> _Document text_:
>> start

`&usize::<=` is much slower than `usize::<=` #105259

hashworks · 2022-12-04T14:53:26Z

While solving AoC Day 4 I ran into the following performance difference:

fn main() {
    let input = vec![
        (2, 4, 6, 8),
        (2, 3, 4, 5),
        (5, 7, 7, 9),
        (2, 8, 3, 7),
        (6, 6, 4, 6),
        (2, 6, 4, 8), // .. 500000000 lines of random data, read from disk with real code (~12GB)
    ];

    // 1761ms on my machine
    let _variant_a_result = variant_a(&input);

    //  656ms on my machine
    let _variant_b_result = variant_b(&input);
}

pub fn variant_a(input: &[(usize, usize, usize, usize)]) -> usize {
    input
        .iter()
        .filter(|(a, b, c, d)| a <= c && d <= b || c <= a && b <= d)
        .count()
}

pub fn variant_b(input: &[(usize, usize, usize, usize)]) -> usize {
    input
        .iter()
        .filter(|&&(a, b, c, d)| a <= c && d <= b || c <= a && b <= d)
        .count()
}

As you can see, using |&&(a, b, c, d)| on the same closure is 2.6 times faster than |(a, b, c, d)|.
Viewing the compiled code makes this clear: https://rust.godbolt.org/z/oaeaGGPK7

Is this a compiler behavior a developer should know / expect?

Meta

Thanks to @Arnavion for pointing this out.

rustc --version --verbose:

rustc 1.67.0-nightly (c090c6880 2022-12-01)

The text was updated successfully, but these errors were encountered:

leonardo-m · 2022-12-04T15:19:06Z

Unrelated: adding some parentesys could improve the clarity of this code:

.filter(|(a, b, c, d)| (a <= c && d <= b) || (c <= a && b <= d))

jruderman · 2022-12-04T21:36:07Z

@rustbot label +I-slow

workingjubilee · 2022-12-05T02:46:09Z

Is this a compiler behavior a developer should know / expect?

Strictly answering this question: You are working with &T and then calling .iter(), which creates nested indirections. Yes, the cost of an indirection, especailly nested indirections, is indeed probably something you should be aware of when you are working with plain, "by-value" data, and thus you should probably try to avoid it.

Also your signature should probably be

fn(input: &[(u64, u64, u64, u64)]) -> usize

But that doesn't make a difference to codegen.

This issue is one of the ones that motivated:

Tracking issue: Allow autoderef and autoref in operators (experiment) #44762

jruderman · 2022-12-05T06:11:09Z

Why is variant_a valid, and why does it create a nested indirection? I sorta understand the non-tuple case described in an old reddit thread, but I don't understand how you can destructure a tuple and still have the wrong level of indirection.

leonardo-m · 2022-12-05T08:45:20Z

Both versions are idiomatic. And I think Clippy doesn't fire on them.

hashworks · 2022-12-05T09:20:46Z

And I think Clippy doesn't fire on them

I'm using clippy, and yes, it doesn't.

>> end

> _Material supplied_:
>> start

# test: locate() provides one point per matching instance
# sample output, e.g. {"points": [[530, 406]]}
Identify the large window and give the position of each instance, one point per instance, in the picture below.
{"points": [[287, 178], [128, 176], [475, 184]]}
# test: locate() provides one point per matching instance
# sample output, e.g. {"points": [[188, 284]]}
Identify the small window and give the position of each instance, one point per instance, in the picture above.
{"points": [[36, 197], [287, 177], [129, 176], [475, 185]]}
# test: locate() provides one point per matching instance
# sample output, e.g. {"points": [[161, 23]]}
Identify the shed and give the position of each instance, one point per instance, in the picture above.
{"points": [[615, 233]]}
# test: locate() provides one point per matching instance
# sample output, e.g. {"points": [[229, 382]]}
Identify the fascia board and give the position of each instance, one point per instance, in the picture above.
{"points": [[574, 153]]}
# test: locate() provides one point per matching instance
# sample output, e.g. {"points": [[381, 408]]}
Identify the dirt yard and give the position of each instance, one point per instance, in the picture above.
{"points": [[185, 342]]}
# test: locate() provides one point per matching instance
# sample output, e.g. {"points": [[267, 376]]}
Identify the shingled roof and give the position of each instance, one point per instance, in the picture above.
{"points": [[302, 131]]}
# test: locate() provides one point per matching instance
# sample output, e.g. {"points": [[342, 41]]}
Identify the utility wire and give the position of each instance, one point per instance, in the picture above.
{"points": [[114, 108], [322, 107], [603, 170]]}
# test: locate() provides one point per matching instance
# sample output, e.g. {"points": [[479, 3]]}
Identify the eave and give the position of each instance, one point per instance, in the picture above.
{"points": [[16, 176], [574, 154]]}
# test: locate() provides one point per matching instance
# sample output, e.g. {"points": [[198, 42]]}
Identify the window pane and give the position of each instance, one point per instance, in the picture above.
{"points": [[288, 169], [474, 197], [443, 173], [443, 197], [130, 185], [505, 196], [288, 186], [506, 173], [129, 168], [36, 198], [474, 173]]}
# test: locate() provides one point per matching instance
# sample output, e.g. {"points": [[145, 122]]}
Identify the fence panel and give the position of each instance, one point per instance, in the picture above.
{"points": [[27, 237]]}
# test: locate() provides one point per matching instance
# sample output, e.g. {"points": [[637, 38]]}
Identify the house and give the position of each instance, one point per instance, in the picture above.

>> end
>> start

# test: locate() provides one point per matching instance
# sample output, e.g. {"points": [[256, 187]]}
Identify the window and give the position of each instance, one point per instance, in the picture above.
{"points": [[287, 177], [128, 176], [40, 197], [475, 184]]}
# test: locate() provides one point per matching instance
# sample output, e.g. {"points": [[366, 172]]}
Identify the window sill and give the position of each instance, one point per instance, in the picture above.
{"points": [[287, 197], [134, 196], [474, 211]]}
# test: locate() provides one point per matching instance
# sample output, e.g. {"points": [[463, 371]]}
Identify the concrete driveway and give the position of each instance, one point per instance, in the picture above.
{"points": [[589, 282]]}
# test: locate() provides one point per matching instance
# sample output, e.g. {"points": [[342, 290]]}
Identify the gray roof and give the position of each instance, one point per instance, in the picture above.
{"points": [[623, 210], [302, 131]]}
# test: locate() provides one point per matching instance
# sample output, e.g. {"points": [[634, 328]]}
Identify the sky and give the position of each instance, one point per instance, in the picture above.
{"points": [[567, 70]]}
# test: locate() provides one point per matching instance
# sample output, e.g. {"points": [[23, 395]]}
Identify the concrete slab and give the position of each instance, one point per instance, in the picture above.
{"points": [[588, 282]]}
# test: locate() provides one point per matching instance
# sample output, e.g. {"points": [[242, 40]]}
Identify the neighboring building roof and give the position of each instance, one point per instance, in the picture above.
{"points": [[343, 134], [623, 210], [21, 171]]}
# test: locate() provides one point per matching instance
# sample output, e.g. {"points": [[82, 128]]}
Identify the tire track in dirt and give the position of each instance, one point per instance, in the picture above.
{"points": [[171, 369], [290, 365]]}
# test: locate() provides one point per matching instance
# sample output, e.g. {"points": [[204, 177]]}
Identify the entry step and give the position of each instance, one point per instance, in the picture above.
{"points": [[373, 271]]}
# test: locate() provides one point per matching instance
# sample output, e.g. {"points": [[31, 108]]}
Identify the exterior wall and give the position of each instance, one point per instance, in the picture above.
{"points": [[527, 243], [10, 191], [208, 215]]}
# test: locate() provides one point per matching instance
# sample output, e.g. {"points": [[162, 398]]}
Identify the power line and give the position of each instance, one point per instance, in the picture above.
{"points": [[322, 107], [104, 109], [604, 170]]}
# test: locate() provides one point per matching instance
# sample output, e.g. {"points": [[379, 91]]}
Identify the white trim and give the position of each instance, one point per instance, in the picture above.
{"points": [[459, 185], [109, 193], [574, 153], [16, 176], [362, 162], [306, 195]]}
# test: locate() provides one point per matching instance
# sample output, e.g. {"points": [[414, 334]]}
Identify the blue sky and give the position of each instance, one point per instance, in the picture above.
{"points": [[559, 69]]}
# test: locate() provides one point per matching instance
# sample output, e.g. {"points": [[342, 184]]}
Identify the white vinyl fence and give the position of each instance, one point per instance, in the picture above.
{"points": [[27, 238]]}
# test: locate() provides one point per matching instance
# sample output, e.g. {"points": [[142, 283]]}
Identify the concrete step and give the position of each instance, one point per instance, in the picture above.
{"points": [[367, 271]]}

>> end

> _Exercise set_:
A. In the Rust performance thread, how many times faster is the |&&(a, b, c, d)| pattern than |(a, b, c, d)|?
B. Change "closure" to "lambda" in the Rust performance thread, and give the passage from "As you can see, using" up to and including "pointing this out.".
C. Go on with the Rust performance thread from its last line.
The entries have nothing to do with the Rust performance thread.

> _Results_:
A. It is 2.6 times faster.

B.
As you can see, using |&&(a, b, c, d)| on the same lambda is 2.6 times faster than |(a, b, c, d)|.
Viewing the compiled code makes this clear: https://rust.godbolt.org/z/oaeaGGPK7

Is this a compiler behavior a developer should know / expect?

Meta

Thanks to @Arnavion for pointing this out.

C.
workingjubilee · 2022-12-05T09:28:45Z

Yes, this code is not unusual and ideally we'd compile it optimally in all cases, but creating indirections is Known to sometimes affect performance. It can sometimes be preferable to e.g. call .into_iter() instead of .iter() for this reason (or do the opposite, for other reasons).

but I don't understand how you can destructure a tuple and still have the wrong level of indirection.

If you destructure some &tuple into (A, B), you will get (&A, &B). This happens due to... you know, I forget exactly which, at this point.

jruderman · 2022-12-05T09:47:10Z

I see. So variant_a binds a etc as references, and the comparisons either doing impl-for-ref or auto-derefs like:

pub fn variant_a_2(input: &[(usize, usize, usize, usize)]) -> usize {
    input
        .iter()
        .filter(|(a, b, c, d)| *a <= *c && *d <= *b || *c <= *a && *b <= *d)
        .count()
}

It only seems to keep one level of references, though.

workingjubilee · 2022-12-05T10:10:28Z

Indeed. The nesting is only somewhat relevant because it requires more work to remove both levels. And I believe it is hitting this implementation:

impl<A, B> PartialOrd<&B> for &A where
    A: PartialOrd<B> + ?Sized,
    B: ?Sized,

Arnavion · 2022-12-05T10:28:21Z

This happens due to... you know, I forget exactly which, at this point.

Match ergonomics. Without it the equivalent code would've been &&(ref a, ref b, ref c, ref d). Of course if one was writing that they would notice that usize is Copy so they can skip the refs, which would happen to solve the slowness issue. (This same logic is how I came up with the fix for OP.) But since we do have match ergonomics, code like OP's is very common, so it would be nice if it didn't have a penalty.

estebank · 2023-02-22T23:51:00Z

I implemented a lint in #108372, but that lint might be more appropriate in clippy. Having said that, I wanted to see what the impact on crater would be.

When encountering a binary operation for two `T: Copy` where `T` is as small as a 64bit pointer, suggest dereferencing the expressions so the binary operation is inlined. Mitigate the effects of rust-lang#105259, particularly when match ergonomics is involved.

scottmcm · 2023-02-23T22:10:37Z

This is at least highly related to #106269 (comment) and #103024

The copying isn't actually necessary to fix it. All LLVM needs to know is that it's a good idea to pre-read them, so this (variant C) also fixes it: https://rust.godbolt.org/z/W4hqEjj6c

pub fn variant_c(input: &[(usize, usize, usize, usize)]) -> usize {
    input
        .iter()
        .filter(|(a, b, c, d)| ((d <= b) & (a <= c)) | ((c <= a) & (b <= d)))
        .count()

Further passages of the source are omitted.